*Document excerpt*
409A Valuation Refresh Schedule: When to Update Your Valuation
Author: Redwood Valuation Content Team
Published: May 22, 2026
A 409A valuation refresh is not a one-and-done task. Every time the company issues stock options, those grants rely on a concluded common stock value that should remain reasonable as of the grant date. Getting that timing wrong, even once, can expose option holders to significant tax consequences.
Under Treasury Regulation §1.409A-1(b)(5)(iv)(B), a prior 409A valuation may no longer support reasonable reliance for subsequent grants in two distinct situations: the valuation is more than 12 months old as of the grant date, or new information has emerged after the valuation date that may materially affect the company's fair market value (FMV). The 12-month outer boundary is the regulatory ceiling. Many growing companies cross the second threshold well before the calendar year is up.
This guide walks through both staleness conditions, which events commonly prompt companies to consult their appraiser, what the widely cited "90-day window" actually is (and is not), how refresh cadence scales with company stage, and what happens when options are issued while a valuation is no longer reasonable to rely on.

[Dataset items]
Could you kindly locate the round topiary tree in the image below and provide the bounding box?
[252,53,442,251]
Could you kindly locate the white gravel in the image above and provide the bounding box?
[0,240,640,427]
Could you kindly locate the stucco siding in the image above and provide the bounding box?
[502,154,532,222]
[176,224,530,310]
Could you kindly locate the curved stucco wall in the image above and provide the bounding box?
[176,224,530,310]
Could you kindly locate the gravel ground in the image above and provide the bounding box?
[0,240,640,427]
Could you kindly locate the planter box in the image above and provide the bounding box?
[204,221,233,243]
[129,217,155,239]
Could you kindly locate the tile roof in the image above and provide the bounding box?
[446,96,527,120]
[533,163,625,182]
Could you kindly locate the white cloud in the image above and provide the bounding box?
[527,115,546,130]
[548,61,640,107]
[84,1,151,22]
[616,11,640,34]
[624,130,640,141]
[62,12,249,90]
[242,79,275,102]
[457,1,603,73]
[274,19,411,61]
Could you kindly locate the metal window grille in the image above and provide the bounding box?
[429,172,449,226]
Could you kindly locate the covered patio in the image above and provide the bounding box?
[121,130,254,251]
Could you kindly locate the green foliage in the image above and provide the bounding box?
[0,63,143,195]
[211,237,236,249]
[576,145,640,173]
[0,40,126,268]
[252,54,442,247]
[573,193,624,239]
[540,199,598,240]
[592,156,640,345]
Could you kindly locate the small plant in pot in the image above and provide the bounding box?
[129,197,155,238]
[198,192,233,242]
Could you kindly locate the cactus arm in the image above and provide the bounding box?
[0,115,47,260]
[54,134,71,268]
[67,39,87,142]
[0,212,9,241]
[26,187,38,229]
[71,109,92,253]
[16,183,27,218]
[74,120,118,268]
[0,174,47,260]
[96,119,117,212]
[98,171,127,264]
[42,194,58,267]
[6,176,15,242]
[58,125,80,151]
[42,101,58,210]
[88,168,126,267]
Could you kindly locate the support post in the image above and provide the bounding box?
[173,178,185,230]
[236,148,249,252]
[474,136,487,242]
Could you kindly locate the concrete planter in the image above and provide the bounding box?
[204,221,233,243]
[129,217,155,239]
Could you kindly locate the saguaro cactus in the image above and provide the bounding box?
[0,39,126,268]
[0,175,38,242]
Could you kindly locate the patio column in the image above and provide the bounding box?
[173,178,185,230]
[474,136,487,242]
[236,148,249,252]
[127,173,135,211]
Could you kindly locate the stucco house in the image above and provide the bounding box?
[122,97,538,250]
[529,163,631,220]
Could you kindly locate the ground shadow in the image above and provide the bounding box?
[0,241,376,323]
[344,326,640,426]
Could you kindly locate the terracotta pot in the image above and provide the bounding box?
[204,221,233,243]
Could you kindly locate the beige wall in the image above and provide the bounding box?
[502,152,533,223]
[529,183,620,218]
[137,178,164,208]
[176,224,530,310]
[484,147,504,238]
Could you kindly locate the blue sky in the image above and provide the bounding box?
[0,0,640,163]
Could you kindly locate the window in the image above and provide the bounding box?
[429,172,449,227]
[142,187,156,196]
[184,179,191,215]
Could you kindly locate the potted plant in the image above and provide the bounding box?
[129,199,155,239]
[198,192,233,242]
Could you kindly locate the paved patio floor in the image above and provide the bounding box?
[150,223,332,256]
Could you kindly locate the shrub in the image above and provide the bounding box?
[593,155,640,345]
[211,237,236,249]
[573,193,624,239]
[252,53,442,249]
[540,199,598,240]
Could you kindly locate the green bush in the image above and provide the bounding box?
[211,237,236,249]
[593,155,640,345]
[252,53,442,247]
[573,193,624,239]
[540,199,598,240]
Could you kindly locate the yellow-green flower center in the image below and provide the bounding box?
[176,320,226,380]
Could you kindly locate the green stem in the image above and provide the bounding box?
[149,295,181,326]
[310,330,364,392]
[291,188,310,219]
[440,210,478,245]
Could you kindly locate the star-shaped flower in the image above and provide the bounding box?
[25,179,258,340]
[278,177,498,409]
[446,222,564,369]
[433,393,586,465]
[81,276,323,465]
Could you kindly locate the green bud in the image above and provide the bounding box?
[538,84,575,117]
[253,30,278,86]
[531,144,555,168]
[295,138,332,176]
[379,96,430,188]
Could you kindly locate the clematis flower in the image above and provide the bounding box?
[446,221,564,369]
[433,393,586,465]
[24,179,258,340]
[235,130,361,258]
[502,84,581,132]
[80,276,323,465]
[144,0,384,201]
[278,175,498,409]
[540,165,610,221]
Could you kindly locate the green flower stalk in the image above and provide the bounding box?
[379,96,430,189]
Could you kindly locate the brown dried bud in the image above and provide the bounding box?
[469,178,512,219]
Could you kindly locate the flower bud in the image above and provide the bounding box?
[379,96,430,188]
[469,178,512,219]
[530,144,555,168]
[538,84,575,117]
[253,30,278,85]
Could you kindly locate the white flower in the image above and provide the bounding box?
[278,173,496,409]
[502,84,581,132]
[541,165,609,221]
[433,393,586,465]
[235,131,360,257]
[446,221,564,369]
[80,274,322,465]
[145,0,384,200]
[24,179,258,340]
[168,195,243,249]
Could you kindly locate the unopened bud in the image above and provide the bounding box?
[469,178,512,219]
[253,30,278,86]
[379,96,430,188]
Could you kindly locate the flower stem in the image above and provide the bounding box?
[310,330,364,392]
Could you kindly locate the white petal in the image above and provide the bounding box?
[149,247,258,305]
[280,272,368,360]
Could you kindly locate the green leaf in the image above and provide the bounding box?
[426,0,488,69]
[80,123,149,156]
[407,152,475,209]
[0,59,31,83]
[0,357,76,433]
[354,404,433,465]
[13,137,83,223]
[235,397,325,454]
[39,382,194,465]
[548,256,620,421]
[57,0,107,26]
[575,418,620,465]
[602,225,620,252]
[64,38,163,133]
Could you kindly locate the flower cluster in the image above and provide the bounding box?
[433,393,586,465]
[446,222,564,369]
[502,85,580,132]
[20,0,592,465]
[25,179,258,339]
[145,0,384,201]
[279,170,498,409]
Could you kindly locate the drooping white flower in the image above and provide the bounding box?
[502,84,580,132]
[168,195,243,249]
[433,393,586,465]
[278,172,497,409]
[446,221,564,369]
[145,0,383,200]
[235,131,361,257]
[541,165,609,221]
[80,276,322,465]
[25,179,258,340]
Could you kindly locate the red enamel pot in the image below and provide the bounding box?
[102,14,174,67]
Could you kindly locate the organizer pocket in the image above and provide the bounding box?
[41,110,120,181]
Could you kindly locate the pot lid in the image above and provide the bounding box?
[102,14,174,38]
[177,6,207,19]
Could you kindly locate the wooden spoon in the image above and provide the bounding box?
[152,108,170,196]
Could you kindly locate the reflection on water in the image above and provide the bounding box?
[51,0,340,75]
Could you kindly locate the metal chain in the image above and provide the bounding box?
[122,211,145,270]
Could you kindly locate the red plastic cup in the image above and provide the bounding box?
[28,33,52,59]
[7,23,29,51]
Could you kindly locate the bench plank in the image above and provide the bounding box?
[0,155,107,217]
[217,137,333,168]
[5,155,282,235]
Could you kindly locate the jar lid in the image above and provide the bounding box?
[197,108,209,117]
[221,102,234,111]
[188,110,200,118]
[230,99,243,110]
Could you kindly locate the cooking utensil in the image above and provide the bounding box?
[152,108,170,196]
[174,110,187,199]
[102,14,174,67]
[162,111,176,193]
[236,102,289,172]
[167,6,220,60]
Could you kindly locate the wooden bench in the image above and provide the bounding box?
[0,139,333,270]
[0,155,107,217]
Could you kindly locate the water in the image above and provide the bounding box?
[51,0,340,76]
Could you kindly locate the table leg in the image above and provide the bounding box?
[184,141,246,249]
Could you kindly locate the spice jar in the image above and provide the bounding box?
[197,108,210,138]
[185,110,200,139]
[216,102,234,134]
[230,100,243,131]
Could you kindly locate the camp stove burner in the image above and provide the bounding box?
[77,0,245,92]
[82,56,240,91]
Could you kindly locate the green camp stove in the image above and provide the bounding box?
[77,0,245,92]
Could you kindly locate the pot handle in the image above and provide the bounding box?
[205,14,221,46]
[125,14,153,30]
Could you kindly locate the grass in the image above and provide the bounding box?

*What you need to do*
Reproduce the 409A valuation refresh article above word for word, from its title line through its final paragraph.

*Exercise answer*
409A Valuation Refresh Schedule: When to Update Your Valuation
Author: Redwood Valuation Content Team
Published: May 22, 2026
A 409A valuation refresh is not a one-and-done task. Every time the company issues stock options, those grants rely on a concluded common stock value that should remain reasonable as of the grant date. Getting that timing wrong, even once, can expose option holders to significant tax consequences.
Under Treasury Regulation §1.409A-1(b)(5)(iv)(B), a prior 409A valuation may no longer support reasonable reliance for subsequent grants in two distinct situations: the valuation is more than 12 months old as of the grant date, or new information has emerged after the valuation date that may materially affect the company's fair market value (FMV). The 12-month outer boundary is the regulatory ceiling. Many growing companies cross the second threshold well before the calendar year is up.
This guide walks through both staleness conditions, which events commonly prompt companies to consult their appraiser, what the widely cited "90-day window" actually is (and is not), how refresh cadence scales with company stage, and what happens when options are issued while a valuation is no longer reasonable to rely on.